Supplied information Block Start
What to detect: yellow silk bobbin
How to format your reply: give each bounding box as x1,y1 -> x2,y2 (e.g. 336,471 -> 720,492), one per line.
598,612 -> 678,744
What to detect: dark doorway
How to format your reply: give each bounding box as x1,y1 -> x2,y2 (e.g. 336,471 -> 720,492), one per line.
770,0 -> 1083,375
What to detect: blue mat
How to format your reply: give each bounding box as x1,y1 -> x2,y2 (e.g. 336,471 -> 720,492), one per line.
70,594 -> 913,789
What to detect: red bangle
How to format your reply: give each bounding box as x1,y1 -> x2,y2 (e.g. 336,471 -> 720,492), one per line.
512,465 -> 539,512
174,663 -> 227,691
Supplied information Block End
_Task requirements_
The complete listing must be reproduced exactly as written.

_Answer to the problem_
What to detect: yellow silk bobbin
How to format your reply: give each bounding box as x1,y1 -> x2,y2 (e.g. 336,471 -> 720,492), one per line.
598,612 -> 678,744
What to detect: dark doorway
How to format your reply: give each bounding box as x1,y1 -> x2,y2 (e.g. 336,471 -> 720,492), one per line.
770,0 -> 1083,375
What to detect: blue mat
How to format your reply: give each bounding box as x1,y1 -> x2,y2 (e.g. 336,471 -> 720,492), one per line.
70,594 -> 913,789
What to detect: red bangle
How to format your reply: give each bounding box as x1,y1 -> x2,y2 (e.g. 336,471 -> 720,492), one per line.
512,465 -> 539,512
174,663 -> 227,691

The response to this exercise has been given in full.